TO BE DONE: Can you write out the rows below again, switching every "Reviewer note" to "Annotator note" and changing nothing else?

####################

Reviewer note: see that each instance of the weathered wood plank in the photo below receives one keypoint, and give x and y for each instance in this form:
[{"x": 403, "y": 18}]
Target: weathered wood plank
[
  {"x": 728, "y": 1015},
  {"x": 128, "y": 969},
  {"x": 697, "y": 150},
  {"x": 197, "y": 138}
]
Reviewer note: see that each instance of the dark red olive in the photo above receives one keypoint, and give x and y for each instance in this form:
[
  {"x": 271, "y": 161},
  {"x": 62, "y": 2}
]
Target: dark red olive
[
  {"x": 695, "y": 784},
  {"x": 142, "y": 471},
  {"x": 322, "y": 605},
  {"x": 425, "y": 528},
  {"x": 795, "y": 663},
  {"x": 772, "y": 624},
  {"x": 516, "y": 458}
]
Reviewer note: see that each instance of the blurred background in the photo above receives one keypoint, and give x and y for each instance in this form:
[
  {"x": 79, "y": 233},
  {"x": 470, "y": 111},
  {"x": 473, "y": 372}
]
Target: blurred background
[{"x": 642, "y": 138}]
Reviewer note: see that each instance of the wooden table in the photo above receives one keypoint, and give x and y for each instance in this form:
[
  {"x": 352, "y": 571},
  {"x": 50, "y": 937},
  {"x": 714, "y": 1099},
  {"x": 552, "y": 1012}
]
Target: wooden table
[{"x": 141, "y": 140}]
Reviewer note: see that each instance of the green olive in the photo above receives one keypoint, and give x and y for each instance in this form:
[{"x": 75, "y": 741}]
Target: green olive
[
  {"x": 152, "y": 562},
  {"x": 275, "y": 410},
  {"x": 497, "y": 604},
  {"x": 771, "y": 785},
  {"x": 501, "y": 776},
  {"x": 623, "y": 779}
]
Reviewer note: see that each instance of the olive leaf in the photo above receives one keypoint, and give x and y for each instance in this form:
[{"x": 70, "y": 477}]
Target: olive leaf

####################

RESULT:
Annotator note: see that each instance of the weathered wood plank in the photo below receives one keypoint, and give x and y for each instance in this form:
[{"x": 403, "y": 18}]
Target: weathered wood plank
[
  {"x": 728, "y": 1015},
  {"x": 128, "y": 969},
  {"x": 697, "y": 150},
  {"x": 197, "y": 138}
]
Annotator note: see that each instance of the dark red olive in the photo above receives one keypoint, and give x and y for each instance in this form:
[
  {"x": 271, "y": 161},
  {"x": 62, "y": 2}
]
Target: dark red olive
[
  {"x": 695, "y": 784},
  {"x": 142, "y": 471},
  {"x": 322, "y": 605},
  {"x": 425, "y": 528},
  {"x": 795, "y": 663},
  {"x": 772, "y": 624},
  {"x": 516, "y": 458}
]
Annotator note: see that each instance of the blurred background in the photo above receives one keypoint, and give x and y for each instance in this form:
[
  {"x": 79, "y": 233},
  {"x": 470, "y": 111},
  {"x": 473, "y": 372}
]
Target: blurred background
[{"x": 642, "y": 138}]
Annotator note: see that each instance of the wooden table in the photo above receives one keypoint, and give x and y for each instance in this form:
[
  {"x": 352, "y": 571},
  {"x": 50, "y": 937},
  {"x": 714, "y": 1099},
  {"x": 552, "y": 1012}
]
Target: wooden table
[{"x": 141, "y": 140}]
Annotator note: see that each instance of the green olive in the photo above receives one keypoint, and give x and y for each instance in this form:
[{"x": 75, "y": 741}]
Target: green olive
[
  {"x": 152, "y": 562},
  {"x": 275, "y": 410},
  {"x": 497, "y": 604},
  {"x": 771, "y": 785},
  {"x": 501, "y": 776},
  {"x": 623, "y": 779}
]
Annotator note: see that each instance of the olive leaf in the photo above receives one keypoint, and give x and y for each instance in this form:
[{"x": 70, "y": 477}]
Target: olive leaf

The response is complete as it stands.